Data for this exercise section start

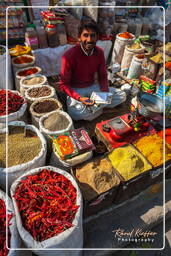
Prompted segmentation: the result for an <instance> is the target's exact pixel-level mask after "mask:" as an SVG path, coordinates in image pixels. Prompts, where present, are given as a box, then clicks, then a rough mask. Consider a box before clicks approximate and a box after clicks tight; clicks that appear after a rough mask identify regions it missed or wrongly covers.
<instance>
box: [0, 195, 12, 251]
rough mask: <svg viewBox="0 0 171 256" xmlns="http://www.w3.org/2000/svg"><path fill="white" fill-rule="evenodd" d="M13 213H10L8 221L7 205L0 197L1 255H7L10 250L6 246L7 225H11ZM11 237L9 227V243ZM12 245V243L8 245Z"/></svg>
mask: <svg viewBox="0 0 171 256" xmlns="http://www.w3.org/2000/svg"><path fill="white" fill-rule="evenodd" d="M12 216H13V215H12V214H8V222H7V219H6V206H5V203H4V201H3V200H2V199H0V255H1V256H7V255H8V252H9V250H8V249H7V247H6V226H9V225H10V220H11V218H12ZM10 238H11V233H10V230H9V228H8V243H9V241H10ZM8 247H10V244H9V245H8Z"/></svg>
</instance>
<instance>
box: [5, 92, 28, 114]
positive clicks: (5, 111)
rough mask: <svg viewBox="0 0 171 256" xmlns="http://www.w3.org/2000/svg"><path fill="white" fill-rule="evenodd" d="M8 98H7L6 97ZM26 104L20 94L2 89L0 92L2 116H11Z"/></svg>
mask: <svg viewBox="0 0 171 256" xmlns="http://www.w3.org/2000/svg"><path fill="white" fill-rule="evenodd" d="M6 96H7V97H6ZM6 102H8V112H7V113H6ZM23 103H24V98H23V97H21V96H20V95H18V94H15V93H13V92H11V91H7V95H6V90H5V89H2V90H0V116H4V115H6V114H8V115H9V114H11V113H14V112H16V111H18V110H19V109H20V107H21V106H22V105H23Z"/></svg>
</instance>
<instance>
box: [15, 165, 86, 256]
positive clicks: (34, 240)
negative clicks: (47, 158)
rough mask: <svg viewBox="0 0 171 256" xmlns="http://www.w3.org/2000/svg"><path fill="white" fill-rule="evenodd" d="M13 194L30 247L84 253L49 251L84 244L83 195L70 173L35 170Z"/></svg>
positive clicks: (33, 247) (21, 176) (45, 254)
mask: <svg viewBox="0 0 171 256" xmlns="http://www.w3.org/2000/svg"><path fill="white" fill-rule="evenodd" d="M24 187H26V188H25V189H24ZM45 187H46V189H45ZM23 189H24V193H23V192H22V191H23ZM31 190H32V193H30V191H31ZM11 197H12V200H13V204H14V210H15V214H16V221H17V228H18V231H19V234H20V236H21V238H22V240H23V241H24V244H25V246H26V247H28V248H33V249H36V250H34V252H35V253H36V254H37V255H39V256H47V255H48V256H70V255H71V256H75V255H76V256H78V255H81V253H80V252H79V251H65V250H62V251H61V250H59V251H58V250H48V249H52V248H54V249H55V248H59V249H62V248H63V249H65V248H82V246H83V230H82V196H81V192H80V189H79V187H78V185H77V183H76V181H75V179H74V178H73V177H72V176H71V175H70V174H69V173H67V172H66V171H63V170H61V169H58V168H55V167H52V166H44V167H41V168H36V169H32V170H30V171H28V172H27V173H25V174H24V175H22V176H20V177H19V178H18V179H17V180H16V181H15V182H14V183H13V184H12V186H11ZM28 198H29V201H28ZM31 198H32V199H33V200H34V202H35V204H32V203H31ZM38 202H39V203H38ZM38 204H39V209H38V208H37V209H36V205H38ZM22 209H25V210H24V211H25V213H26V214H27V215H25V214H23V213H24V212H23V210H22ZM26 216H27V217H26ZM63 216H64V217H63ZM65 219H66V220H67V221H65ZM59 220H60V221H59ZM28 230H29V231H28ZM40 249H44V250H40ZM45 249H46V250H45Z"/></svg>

Data for this exercise section end
Data for this exercise section start

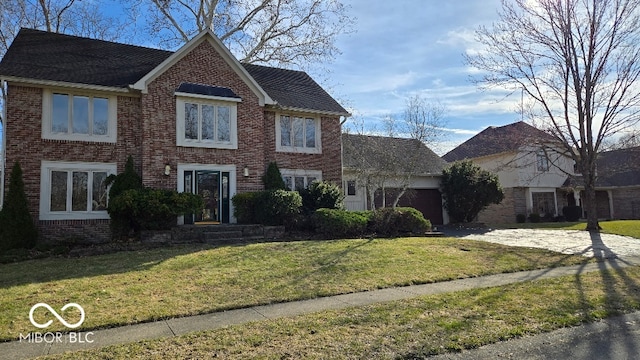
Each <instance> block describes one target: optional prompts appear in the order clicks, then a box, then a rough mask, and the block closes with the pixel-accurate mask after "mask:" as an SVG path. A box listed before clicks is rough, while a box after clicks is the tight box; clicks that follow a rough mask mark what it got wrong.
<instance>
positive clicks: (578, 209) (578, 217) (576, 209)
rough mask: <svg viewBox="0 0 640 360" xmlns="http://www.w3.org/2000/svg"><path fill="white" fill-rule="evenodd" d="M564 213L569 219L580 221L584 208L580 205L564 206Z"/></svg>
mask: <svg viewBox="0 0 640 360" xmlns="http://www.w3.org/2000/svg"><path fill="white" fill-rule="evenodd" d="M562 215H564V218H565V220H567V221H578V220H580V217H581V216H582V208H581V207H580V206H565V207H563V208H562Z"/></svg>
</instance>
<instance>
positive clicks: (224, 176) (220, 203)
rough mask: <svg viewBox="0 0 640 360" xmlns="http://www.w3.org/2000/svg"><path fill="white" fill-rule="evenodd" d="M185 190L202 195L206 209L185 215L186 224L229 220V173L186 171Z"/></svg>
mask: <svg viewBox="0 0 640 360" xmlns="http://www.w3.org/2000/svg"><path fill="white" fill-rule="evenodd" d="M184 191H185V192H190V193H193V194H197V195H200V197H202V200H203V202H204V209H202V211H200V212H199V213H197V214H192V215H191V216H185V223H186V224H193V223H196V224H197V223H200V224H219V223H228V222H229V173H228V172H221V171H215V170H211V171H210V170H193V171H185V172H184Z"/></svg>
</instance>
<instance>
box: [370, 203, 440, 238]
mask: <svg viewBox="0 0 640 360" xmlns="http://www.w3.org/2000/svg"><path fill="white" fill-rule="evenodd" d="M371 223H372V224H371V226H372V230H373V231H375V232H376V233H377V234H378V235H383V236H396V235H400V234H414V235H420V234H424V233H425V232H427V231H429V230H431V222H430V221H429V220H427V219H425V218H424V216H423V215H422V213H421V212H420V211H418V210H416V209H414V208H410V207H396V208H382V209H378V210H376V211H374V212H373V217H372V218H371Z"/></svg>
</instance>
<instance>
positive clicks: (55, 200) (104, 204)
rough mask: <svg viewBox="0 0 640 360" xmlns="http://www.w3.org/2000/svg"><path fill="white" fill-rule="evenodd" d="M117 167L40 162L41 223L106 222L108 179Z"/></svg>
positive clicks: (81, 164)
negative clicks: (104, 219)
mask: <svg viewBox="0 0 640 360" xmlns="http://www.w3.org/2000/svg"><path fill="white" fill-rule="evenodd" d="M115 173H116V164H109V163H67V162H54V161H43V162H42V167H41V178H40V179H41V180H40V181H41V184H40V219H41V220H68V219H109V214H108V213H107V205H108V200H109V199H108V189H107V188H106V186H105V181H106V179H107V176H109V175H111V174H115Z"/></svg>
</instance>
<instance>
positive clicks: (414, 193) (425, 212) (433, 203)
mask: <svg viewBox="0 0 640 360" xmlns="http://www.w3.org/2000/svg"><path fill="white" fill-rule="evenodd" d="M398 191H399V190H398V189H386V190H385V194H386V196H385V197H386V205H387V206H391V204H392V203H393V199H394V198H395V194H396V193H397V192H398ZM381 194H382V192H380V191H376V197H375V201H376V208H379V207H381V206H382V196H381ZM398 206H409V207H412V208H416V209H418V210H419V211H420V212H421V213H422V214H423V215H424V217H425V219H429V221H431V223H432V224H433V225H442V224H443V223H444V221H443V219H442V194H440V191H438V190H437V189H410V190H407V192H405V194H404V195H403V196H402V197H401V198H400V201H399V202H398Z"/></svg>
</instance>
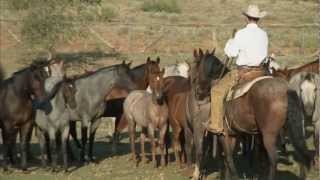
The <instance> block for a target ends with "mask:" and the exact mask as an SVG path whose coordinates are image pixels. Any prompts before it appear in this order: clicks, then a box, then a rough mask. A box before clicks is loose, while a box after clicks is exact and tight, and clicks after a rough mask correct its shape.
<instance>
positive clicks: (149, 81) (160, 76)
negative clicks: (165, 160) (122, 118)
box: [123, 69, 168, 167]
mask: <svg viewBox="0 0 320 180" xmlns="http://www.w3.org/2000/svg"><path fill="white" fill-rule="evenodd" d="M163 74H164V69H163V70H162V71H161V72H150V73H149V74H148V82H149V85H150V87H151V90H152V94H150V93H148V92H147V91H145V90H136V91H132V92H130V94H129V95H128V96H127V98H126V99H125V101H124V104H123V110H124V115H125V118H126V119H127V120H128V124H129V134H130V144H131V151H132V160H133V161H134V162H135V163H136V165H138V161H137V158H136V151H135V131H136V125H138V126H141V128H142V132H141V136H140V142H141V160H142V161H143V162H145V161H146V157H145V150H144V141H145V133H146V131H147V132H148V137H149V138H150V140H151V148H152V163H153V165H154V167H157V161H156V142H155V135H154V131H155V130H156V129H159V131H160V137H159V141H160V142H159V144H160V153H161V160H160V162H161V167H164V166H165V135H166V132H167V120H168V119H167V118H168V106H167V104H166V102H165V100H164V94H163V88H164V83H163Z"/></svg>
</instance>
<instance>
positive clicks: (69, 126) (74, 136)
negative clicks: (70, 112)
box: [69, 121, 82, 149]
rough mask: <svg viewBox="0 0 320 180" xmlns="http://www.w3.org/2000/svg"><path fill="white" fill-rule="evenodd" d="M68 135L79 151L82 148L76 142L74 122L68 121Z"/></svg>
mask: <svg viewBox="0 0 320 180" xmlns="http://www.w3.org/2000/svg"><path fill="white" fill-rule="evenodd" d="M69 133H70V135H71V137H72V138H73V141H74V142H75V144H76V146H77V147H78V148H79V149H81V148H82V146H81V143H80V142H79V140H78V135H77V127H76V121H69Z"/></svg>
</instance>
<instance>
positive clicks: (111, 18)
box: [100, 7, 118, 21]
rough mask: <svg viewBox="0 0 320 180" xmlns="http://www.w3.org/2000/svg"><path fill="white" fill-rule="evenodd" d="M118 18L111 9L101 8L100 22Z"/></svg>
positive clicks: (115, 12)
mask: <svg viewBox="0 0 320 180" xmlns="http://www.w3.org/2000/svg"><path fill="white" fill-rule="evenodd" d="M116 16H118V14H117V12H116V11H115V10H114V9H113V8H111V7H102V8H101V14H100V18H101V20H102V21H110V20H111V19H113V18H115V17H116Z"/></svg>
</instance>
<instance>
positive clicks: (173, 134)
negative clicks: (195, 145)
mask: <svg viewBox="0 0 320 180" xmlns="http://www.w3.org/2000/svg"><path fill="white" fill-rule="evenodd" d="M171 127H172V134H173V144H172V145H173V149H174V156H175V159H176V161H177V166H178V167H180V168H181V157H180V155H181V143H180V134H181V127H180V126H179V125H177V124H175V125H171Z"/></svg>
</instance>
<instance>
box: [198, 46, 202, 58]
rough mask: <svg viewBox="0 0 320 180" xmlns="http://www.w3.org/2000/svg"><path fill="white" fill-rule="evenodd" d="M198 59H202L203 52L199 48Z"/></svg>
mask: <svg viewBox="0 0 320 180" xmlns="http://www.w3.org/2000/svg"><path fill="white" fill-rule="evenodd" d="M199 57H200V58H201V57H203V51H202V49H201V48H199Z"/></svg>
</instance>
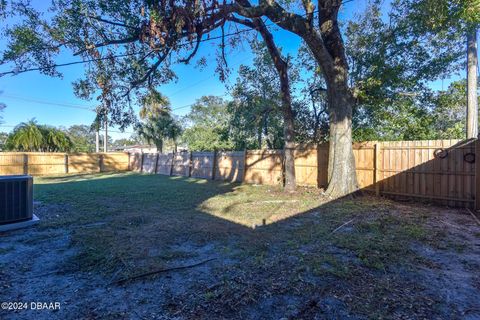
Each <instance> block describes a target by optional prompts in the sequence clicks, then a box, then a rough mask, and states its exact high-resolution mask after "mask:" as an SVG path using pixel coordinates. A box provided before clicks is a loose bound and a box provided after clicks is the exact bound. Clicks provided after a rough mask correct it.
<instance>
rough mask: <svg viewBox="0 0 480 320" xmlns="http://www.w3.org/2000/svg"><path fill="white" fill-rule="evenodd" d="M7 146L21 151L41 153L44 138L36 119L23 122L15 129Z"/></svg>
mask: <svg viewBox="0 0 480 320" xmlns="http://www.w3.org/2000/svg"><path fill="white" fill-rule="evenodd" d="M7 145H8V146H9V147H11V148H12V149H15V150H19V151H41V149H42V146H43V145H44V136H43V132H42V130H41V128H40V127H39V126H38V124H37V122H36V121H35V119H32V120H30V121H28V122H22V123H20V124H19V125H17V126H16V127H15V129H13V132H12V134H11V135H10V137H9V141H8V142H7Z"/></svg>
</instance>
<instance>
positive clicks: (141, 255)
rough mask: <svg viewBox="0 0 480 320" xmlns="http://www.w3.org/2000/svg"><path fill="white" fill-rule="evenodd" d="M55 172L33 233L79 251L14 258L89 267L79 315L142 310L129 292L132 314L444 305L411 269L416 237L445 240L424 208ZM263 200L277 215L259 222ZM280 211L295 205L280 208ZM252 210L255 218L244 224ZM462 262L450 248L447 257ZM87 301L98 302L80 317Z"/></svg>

Data for this exercise section end

Set down, character for character, the stretch of the records from the line containing "Each <instance> block describes one" through the line containing "213L569 219L580 221L584", including both of those lines.

Each <instance> block describes one target: optional prompts appear in the order clicks, then a box, then a rough mask, and the block closes with the pixel-accurate mask after "mask:" as an SVG path. A box listed before clicks is rough, while a box after clicks is the tight box; clicks that follow a rough mask mark what it got wrong.
<instance>
positive clicks: (578, 209) (578, 217) (576, 209)
rough mask: <svg viewBox="0 0 640 360" xmlns="http://www.w3.org/2000/svg"><path fill="white" fill-rule="evenodd" d="M564 213L569 219L580 221L584 208L580 205L564 206Z"/></svg>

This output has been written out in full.